• [ISTRUZIONI]:
• A. Nel brano su Roberto Stelluti, di quale artista la critica riconosce la suggestione nel magistero di Stelluti?
• B. Elenca per favore tutte le presenze vegetali che il brano su Roberto Stelluti nomina come soggetto delle sue visioni.

Le architetture di Roberto Stelluti sono fornaci e opifici abbandonati che sembrano affondare tra i campi e le colline dell'entroterra marchigiano, stabilimenti ridotti a tristi scheletri che si accampano cupi e quasi rancorosi sul litorale della Marche meridionali come relitti di una industrializzazione interrotta per cedere al sogno di un lancio turistico mai compiutamente realizzato; e la suggestione di Piranesi, che la critica ha concordemente riconosciuto nel magistero di Stelluti, guida l'artista nella traduzione di cieche strutture dove con ritmo quasi ossessivo si sovrappongono scale, si incrociano pilastri, si protendono ballatoi, non a creare uno spazio ma a visualizzare una impossibilità di percorsi, una assurda e infinita complicazione di elementi. Il contesto naturale offre a queste architetture un commento che ne sottolinea la ormai raggiunta condizione di disumana presenza: il cielo nel margine superiore e i cigli erbosi in quello inferiore costituiscono una cornice ed un argine visivo, ma raramente dialogano con gli edifici che si distendono nella zona centrale del foglio, se non, in qualche esempio, per rafforzare una immagine di desolazione.
Così anche le architetture, in Stelluti, si nutrono della medesima linfa che percorre le sue visioni di erbe, fiori, rovi, soffioni, boccioli, spine: non natura, ma anch'esse relitti di una catastrofe inarrestabile. Visioni inestricabilmente connesse alla terra che ha visto crescere Roberto Stelluti, come uomo e come artista: una porzione di Appennino incastrata, tra gole e sassi e eremi, povera e separata dalle vie di più consueta frequentazione, che sa di un mare non lontano, povero anch'esso, ma con una dolce e malinconica seduzione di orizzonti tranquilli, sotto una luce pacata che si spegne nei tramonti dietro le colline.

• [DATI ARCHIVIATI]:
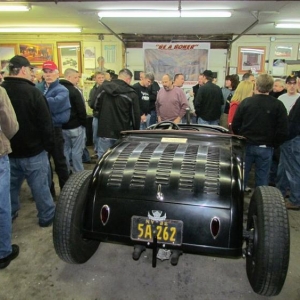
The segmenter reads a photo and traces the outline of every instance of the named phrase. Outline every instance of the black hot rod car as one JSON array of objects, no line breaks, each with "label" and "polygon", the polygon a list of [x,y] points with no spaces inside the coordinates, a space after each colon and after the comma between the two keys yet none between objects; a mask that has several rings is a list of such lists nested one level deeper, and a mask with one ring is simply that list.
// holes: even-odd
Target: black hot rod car
[{"label": "black hot rod car", "polygon": [[[244,221],[245,139],[218,126],[162,122],[126,131],[92,171],[70,177],[57,203],[54,246],[86,262],[100,242],[150,248],[176,265],[182,252],[245,257],[253,290],[277,295],[289,263],[284,199],[255,189]],[[169,257],[168,257],[169,258]]]}]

• [RISULTATI IN ORDINE]:
• A. Piranesi.

• B. Erbe, fiori, rovi, soffioni, boccioli, spine.